* [TEXTE EXTRAIT]
======

20L’importance de la conscience identitaire n’est pas seulement d’ordre existentiel mais comporte un enjeu juridique. Ne pas connaître ses aïeux revient à ne savoir ni d’où l’on vient, ni pourquoi l’on détient une juridiction ou un bien. Sans histoire en somme, point de connaissance des droits propres, point de gouvernement de soi-même et a fortiori d’autrui.
21Voilà comment Vives formule, sous la forme de questions rhétoriques cherchant à manifester une évidence partagée, l’idée qu’il présentera désormais comme acquise et cependant insuffisamment méditée par les princes : l’histoire est la science auxiliaire de l’administration politique et le savoir nécessaire à tout projet et toute action politiques.
Histoire, prudence et réussite politique au-delà du changement
22Vives énumère des exemples prestigieux destinés à conforter une conviction déjà établie dialectiquement. Qu’ils soient grecs, égyptiens, romains ou asiatiques, ils procèdent de tous horizons et traduisent le caractère universel des vertus de l’histoire. Selon Lampride, l’empereur Alexandre Sévère recourrait habituellement, en cas de doute, à des historiens savants18 et grâce à sa connaissance de l’histoire, la reine Zénobie fit preuve d’une prudence « rare chez une femme ». Et l’humaniste justifie dialectiquement l’insuccès des philosophes en matière de gouvernement par leur ignorance de cette source incomparable de prudence.

======

* [OBJECTIFS]
a. Pour chacune des affirmations suivantes, indiquez si elle concorde avec le texte sur Vives et l’histoire, puis citez mot pour mot le passage qui permet de trancher.
(i) Les exemples cités par Vives proviennent tous de l’Antiquité romaine.
(ii) L’insuccès des philosophes dans le gouvernement s’explique, selon Vives, par leur ignorance de l’histoire.
(iii) La conscience identitaire n’a qu’une importance existentielle.
b. Rédigez la suite du texte sur Vives et l’histoire, en reprenant après sa dernière phrase.

* [EXTRAIT DE DONNÉES]
======

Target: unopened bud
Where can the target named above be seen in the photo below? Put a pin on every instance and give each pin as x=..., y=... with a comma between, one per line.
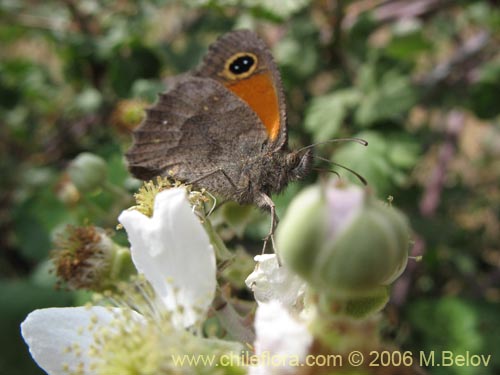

======

* [CORRIGÉ DES EXERCICES]
a.
(i) Non : « Qu’ils soient grecs, égyptiens, romains ou asiatiques, ils procèdent de tous horizons ».
(ii) Oui : « l’insuccès des philosophes en matière de gouvernement par leur ignorance de cette source incomparable de prudence ».
(iii) Non : « n’est pas seulement d’ordre existentiel mais comporte un enjeu juridique ».

b.
23Le mouvement dialectique de la pensée de Vives n’élude pas l’objection majeure contre l’utilité de l’histoire : le changement perpétuel et universel. S’il est sensible à cet argument, Vives argue en revanche de l’immutabilité de la nature humaine. Les manières, les mœurs, les techniques militaires et même les formes du gouvernement des corps politiques se modifient. Mais ce qui relève de la nature perdure et « les causes des passions, leurs effets et leurs conséquences […] sont bien plus utiles [à] connaître que l’architecture ou les habits des anciens19 ». L’historien selon Vives n’est pas le chroniqueur de la Poétique d’Aristote. Contrairement à ce dernier, il doit déceler des régularités, par-delà les différents contextes qu’il inventorie20. Il découvre ce qui meut invariablement les âmes, provoque ou apaise les différentes passions, et l’influence de ces dernières sur la vie politique. Ses récits permettent justement de faire le départ entre l’essentiel et l’accessoire, ou à proprement parler entre les cas spécifiques et les régularités. Il dévoile d’autant plus les constantes anthropologiques qu’elles sont isolées parmi d’autres facteurs circonstanciels. Chez Vives, la connaissance des passions, dont Marina Mestre-Zaragoza21 a montré la centralité dans sa pensée, fonde un savoir-faire politique, puisqu’il est possible de savoir « comment il faut les contenir, les apaiser, les éteindre, ou au contraire, les exacerber, les ranimer ; chez les autres ou en nous-mêmes22 ».
24La fréquentation de l’histoire favorise donc la connaissance de soi-même et celle d’autrui, d’où sa grande utilité pour la décision politique propre à l’activité des « gouvernants ». La préoccupation ultime de l’humaniste, inscrite dans un enchaînement de questions rhétoriques du même ordre, se traduit enfin par l’interpellation du lecteur en vue du partage d’une évidence : l’histoire se situe au plus haut dans la hiérarchie des sciences, parce qu’elle en est, en somme, l’alpha et l’omega.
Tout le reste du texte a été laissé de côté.